The request ::
Copy every line, requests included, from the one containing "tag the kitten" through the last line. Multiply each answer coordinate by 1.2 and round to whole numbers, with halves rounded up.

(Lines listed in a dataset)

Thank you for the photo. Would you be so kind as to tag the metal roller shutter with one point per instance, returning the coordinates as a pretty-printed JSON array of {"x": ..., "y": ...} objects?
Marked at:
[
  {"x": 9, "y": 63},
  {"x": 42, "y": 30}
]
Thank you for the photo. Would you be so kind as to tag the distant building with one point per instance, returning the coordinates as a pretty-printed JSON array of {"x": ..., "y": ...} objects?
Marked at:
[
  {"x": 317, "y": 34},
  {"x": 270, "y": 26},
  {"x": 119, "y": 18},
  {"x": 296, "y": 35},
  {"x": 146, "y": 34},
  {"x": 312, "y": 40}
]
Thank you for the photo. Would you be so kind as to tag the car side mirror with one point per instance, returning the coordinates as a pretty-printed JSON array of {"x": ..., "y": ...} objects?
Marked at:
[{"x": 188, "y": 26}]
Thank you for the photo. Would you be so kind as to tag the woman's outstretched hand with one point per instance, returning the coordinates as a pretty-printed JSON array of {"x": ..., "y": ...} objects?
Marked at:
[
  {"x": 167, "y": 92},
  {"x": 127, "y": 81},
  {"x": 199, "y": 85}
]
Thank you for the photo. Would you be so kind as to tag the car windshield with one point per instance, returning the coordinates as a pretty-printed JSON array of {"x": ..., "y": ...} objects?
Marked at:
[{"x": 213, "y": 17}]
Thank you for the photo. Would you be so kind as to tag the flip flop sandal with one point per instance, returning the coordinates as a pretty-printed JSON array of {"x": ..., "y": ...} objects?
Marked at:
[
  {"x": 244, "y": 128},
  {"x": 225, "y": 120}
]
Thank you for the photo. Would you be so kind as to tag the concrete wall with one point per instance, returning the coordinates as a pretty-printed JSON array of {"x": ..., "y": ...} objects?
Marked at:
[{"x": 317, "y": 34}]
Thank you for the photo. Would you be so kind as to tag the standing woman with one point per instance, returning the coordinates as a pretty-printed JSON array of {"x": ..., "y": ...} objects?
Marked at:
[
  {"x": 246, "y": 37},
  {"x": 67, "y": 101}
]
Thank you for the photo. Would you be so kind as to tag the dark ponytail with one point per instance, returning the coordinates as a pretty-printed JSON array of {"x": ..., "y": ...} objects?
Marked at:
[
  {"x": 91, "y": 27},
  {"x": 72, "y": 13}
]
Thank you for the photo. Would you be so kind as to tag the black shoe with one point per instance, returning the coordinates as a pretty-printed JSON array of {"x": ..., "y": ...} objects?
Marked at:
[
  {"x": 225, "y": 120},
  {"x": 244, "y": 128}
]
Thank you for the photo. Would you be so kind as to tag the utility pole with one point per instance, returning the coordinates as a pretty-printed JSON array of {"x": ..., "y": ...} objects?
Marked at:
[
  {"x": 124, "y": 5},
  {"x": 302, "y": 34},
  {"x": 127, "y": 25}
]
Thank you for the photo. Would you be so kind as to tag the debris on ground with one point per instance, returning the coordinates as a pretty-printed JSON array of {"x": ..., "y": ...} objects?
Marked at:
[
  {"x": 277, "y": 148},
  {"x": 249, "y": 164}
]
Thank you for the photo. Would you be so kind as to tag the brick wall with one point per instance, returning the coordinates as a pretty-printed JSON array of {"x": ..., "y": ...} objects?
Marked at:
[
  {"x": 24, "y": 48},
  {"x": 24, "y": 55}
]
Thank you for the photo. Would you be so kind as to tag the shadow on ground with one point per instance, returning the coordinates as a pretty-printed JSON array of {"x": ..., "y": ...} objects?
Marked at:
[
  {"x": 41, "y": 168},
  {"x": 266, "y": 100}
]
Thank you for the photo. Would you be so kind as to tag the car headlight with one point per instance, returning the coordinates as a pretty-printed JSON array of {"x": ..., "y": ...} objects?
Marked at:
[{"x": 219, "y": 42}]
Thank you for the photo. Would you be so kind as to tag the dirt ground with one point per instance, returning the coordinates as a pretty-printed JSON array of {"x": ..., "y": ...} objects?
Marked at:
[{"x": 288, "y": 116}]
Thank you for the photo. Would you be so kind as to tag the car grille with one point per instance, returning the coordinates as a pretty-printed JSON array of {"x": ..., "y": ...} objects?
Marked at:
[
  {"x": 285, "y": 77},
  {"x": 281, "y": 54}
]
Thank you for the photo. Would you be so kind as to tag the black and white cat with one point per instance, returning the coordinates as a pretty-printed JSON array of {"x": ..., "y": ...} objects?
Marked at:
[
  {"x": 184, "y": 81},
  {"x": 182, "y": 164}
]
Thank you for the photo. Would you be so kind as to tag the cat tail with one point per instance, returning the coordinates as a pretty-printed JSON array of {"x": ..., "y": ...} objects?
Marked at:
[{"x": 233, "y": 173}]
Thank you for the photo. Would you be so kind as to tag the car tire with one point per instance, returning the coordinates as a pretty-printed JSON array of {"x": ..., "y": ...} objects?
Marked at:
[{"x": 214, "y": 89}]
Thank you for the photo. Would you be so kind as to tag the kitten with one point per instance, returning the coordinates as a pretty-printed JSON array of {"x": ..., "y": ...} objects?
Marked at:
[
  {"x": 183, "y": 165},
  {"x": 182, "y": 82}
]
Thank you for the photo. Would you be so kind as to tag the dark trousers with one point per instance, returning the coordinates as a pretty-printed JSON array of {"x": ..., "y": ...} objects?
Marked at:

Correct response ::
Thank you for the photo. Would you be so kind as to tag the kitten with one point per instance, returning the coordinates as a pretty-printed JSON array of {"x": ..., "y": ...} objects?
Marked at:
[
  {"x": 220, "y": 198},
  {"x": 218, "y": 98}
]
Thank you for the photo. Would you be so kind as to tag the dark trousers with one point per instance, returning the coordinates as a pretty-printed JSON array of {"x": ..., "y": ...} objects?
Marked at:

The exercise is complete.